* Information shown:
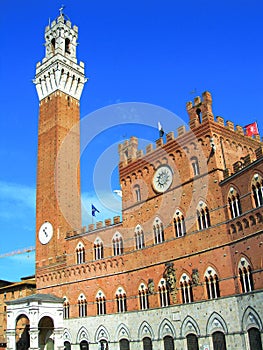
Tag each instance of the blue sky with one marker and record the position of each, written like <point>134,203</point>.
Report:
<point>161,53</point>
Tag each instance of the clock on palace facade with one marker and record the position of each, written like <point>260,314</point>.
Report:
<point>59,82</point>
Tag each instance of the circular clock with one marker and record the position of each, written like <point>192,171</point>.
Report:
<point>45,232</point>
<point>163,178</point>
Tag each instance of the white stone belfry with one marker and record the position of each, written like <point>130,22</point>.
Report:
<point>59,69</point>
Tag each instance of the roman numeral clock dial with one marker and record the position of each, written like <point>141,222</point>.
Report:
<point>45,232</point>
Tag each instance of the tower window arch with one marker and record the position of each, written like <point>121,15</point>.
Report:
<point>212,284</point>
<point>143,297</point>
<point>186,289</point>
<point>66,308</point>
<point>195,166</point>
<point>245,276</point>
<point>158,231</point>
<point>257,190</point>
<point>203,216</point>
<point>139,237</point>
<point>98,249</point>
<point>234,203</point>
<point>82,304</point>
<point>163,293</point>
<point>101,303</point>
<point>117,244</point>
<point>179,224</point>
<point>80,253</point>
<point>121,300</point>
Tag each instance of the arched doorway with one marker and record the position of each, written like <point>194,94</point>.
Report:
<point>22,333</point>
<point>46,330</point>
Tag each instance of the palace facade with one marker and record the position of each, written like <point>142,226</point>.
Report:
<point>182,269</point>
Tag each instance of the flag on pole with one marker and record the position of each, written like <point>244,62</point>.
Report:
<point>160,128</point>
<point>94,210</point>
<point>251,129</point>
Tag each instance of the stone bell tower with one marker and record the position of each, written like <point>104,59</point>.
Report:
<point>59,82</point>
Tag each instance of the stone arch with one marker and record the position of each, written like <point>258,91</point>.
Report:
<point>67,336</point>
<point>166,328</point>
<point>82,334</point>
<point>145,330</point>
<point>189,325</point>
<point>101,334</point>
<point>216,323</point>
<point>122,332</point>
<point>251,319</point>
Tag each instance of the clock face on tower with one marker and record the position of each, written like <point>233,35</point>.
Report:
<point>163,178</point>
<point>45,232</point>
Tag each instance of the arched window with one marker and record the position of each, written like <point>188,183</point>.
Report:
<point>121,300</point>
<point>203,216</point>
<point>186,289</point>
<point>234,203</point>
<point>192,342</point>
<point>168,343</point>
<point>67,345</point>
<point>158,231</point>
<point>143,297</point>
<point>179,224</point>
<point>67,45</point>
<point>117,244</point>
<point>84,345</point>
<point>80,253</point>
<point>257,189</point>
<point>101,303</point>
<point>98,249</point>
<point>66,308</point>
<point>195,166</point>
<point>137,192</point>
<point>147,343</point>
<point>245,276</point>
<point>219,341</point>
<point>254,339</point>
<point>139,237</point>
<point>124,344</point>
<point>163,293</point>
<point>212,284</point>
<point>82,303</point>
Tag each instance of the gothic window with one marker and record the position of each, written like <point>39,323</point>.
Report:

* Task objective: Please retype every one of the entries above word for word, leaving the pictures out.

* Final result:
Tag each instance of the blue sky with one marker and record the position of each, written like <point>134,203</point>.
Report:
<point>161,53</point>
Tag each instance of the clock on palace facade with one marker and record the position of each, written like <point>260,314</point>.
Report:
<point>59,82</point>
Tag each instance of the circular clock with one marker and record the position of each, written like <point>192,171</point>.
Report:
<point>45,232</point>
<point>163,178</point>
Tag each instance of the white stone belfry with one marker and record the position of each, written like <point>130,22</point>.
Report:
<point>59,69</point>
Tag each instance of the roman numeral clock dial with one marker and record the position of each, written like <point>141,222</point>.
Report:
<point>45,232</point>
Tag each instance of the tower window arch with one marker and record the position of each, written like <point>121,15</point>.
Report:
<point>212,284</point>
<point>143,297</point>
<point>186,289</point>
<point>66,308</point>
<point>195,166</point>
<point>245,276</point>
<point>158,231</point>
<point>257,190</point>
<point>203,216</point>
<point>139,237</point>
<point>98,249</point>
<point>234,203</point>
<point>82,304</point>
<point>163,293</point>
<point>101,303</point>
<point>117,244</point>
<point>179,224</point>
<point>80,253</point>
<point>121,300</point>
Tag each instance of the arched doorway with one marker and record the position of each, written like <point>194,94</point>.
Report:
<point>22,333</point>
<point>46,330</point>
Tag each instance of the palace facade with one marker and record the position of each, written like <point>142,226</point>.
Report:
<point>182,269</point>
Tag each instance of the flag on pole with one marker and record the position of each, written like <point>244,62</point>.
Report:
<point>160,128</point>
<point>94,210</point>
<point>251,129</point>
Tag each instance of the stone bell tower with one marker and record the position of each, written like <point>104,59</point>.
Report:
<point>59,82</point>
Tag each instance of the stone arch with one marker and record the position of each, written like <point>258,91</point>.
Report:
<point>67,336</point>
<point>166,328</point>
<point>82,334</point>
<point>145,330</point>
<point>189,325</point>
<point>101,334</point>
<point>216,323</point>
<point>122,332</point>
<point>251,319</point>
Tag each instance of the clock face on tower with one marker and record the position of each, written like <point>233,35</point>.
Report:
<point>163,178</point>
<point>45,232</point>
Tag each instance of the arched window with one marker and record the position of each, written like <point>188,183</point>.
Report:
<point>121,300</point>
<point>203,216</point>
<point>186,289</point>
<point>234,203</point>
<point>192,342</point>
<point>168,343</point>
<point>67,345</point>
<point>158,231</point>
<point>143,297</point>
<point>179,224</point>
<point>67,45</point>
<point>117,244</point>
<point>84,345</point>
<point>80,253</point>
<point>257,189</point>
<point>101,303</point>
<point>98,249</point>
<point>66,308</point>
<point>195,166</point>
<point>137,192</point>
<point>147,343</point>
<point>245,276</point>
<point>219,341</point>
<point>254,339</point>
<point>139,237</point>
<point>124,344</point>
<point>163,293</point>
<point>212,284</point>
<point>82,303</point>
Tag each instance of the gothic window with one marker and record the position of each, written like <point>39,323</point>.
Report:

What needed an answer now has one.